Aim – Repeat the sports betting article below word for word, from "While Montana lawmakers" to "for each state.".

Supplied text –
◆ ◆ ◆ ◆ ◆ ◆ ◆

After a somewhat sleepy and uneventful winter and early spring on the sports betting legislation front, lawmakers have awoken with a stir in several central U.S. states as session deadlines loom.
While Montana lawmakers were first to pass new legislation to reach their governor’s desk, Iowa followed suit this week with a more traditional, modern model as seen in Nevada and New Jersey, the two most developed, mobile-friendly markets today in the United States. (Although NJ is not yet a toddler in baby years, the market took notes from Nevada and has already generated a betting handle of $372 million in March — over 80% from mobile/web wagering — not far off the current record $387 mm in January 2019.)
In addition to Iowa, which now only needs the governor’s signature, both Indiana and Tennessee will square up against final hurdles in the coming days. Here’s the current snapshot for each state.
Iowa, Indiana, Tennessee sports betting status checks
Size of market: There’s 3.16 mm Iowa residents, an estimated $4 billion betting handle to be brought into regulated markets, and 19 active casinos scattered all across the state, some of which are not far from Minnesota, Illinois, Missouri, Nebraska, the latter three of which are having active discussions about legal sports betting, but only Missouri and Illinois with a real possibility of getting the job done in 2019. All 19 of those properties would be eligible to obtain an Iowa sports betting certificate.
Where they’re at: The bill HF 748 only needs Republican Governor Kim Reynolds’ signature after the companion Senate version passed last week.
Latest on Iowa #sportsbetting: Governor tells @KCCINews this morning when asked if Iowans support legalizing the activity: "That's what we will take into consideration. When I sit down with the policy team and go through the bill, and we will make the decision going forward."

◆ ◆ ◆ ◆ ◆ ◆ ◆

Labeled contour entries:
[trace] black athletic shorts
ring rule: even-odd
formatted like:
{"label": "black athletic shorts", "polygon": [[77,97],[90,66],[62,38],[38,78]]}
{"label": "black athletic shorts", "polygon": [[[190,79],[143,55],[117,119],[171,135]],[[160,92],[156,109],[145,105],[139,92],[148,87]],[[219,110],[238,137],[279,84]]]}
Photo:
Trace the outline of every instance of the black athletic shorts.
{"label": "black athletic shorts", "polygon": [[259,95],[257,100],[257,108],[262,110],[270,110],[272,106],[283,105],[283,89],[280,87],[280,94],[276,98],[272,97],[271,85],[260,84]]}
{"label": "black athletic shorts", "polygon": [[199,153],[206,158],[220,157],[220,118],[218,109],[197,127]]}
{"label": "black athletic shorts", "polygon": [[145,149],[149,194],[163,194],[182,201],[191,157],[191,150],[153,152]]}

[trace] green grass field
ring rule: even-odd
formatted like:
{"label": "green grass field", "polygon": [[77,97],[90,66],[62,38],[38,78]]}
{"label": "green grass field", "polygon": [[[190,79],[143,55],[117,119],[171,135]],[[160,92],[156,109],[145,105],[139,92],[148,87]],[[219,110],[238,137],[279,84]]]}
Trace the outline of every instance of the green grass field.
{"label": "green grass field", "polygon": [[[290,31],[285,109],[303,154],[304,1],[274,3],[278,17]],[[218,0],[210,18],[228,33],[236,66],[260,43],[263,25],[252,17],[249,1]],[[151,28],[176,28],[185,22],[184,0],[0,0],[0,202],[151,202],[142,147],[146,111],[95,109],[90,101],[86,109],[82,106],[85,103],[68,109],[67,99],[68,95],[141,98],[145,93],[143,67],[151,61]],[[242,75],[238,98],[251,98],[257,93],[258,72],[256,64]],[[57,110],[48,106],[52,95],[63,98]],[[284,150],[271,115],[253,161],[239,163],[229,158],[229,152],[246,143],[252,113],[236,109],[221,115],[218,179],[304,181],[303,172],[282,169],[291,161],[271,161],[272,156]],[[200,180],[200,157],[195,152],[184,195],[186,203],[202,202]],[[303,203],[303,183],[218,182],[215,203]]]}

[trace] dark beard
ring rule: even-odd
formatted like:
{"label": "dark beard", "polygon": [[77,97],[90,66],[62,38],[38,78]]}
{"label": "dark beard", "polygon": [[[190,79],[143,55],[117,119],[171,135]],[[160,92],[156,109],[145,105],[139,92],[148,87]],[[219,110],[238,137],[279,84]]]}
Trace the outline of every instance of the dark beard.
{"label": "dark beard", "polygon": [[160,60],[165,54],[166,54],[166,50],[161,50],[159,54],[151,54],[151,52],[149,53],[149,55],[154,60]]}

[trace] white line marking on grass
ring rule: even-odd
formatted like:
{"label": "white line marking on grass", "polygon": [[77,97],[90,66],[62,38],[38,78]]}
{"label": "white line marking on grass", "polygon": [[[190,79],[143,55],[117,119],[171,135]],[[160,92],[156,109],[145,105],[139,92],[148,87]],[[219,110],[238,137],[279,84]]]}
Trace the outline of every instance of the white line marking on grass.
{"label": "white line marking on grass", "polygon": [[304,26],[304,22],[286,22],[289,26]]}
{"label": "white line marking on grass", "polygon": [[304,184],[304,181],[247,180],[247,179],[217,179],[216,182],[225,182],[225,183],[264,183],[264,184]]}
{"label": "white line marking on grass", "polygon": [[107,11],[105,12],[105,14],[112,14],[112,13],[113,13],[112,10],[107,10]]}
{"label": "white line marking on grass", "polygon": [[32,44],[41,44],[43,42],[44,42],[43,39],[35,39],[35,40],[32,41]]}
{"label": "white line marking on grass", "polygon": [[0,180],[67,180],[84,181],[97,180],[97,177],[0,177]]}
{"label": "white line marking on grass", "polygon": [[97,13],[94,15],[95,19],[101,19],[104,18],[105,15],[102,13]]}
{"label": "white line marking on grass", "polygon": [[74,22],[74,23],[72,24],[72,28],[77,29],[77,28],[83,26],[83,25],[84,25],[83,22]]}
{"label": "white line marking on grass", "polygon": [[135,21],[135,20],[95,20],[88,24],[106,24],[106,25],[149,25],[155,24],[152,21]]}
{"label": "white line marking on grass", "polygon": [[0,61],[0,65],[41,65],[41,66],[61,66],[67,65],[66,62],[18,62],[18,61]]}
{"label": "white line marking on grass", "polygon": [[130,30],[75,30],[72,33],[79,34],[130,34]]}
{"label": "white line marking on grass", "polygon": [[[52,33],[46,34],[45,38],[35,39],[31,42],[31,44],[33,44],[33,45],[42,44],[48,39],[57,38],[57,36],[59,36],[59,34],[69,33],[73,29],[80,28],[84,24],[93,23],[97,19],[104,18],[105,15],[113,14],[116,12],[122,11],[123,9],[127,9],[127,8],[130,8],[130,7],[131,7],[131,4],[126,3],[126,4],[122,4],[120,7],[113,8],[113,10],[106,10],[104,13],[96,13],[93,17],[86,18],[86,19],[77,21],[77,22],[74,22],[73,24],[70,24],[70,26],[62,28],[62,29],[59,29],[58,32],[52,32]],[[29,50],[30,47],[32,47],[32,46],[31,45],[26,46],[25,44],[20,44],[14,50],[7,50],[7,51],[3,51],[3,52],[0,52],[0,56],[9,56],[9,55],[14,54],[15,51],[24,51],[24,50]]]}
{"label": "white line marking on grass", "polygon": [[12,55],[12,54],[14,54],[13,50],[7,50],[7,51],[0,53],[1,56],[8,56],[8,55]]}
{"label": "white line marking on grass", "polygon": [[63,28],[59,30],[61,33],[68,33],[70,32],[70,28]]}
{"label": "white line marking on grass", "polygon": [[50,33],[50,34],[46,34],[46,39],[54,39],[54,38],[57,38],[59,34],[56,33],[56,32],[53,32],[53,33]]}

◆ ◆ ◆ ◆ ◆ ◆ ◆

Written response –
While Montana lawmakers were first to pass new legislation to reach their governor’s desk, Iowa followed suit this week with a more traditional, modern model as seen in Nevada and New Jersey, the two most developed, mobile-friendly markets today in the United States. (Although NJ is not yet a toddler in baby years, the market took notes from Nevada and has already generated a betting handle of $372 million in March — over 80% from mobile/web wagering — not far off the current record $387 mm in January 2019.)
In addition to Iowa, which now only needs the governor’s signature, both Indiana and Tennessee will square up against final hurdles in the coming days. Here’s the current snapshot for each state.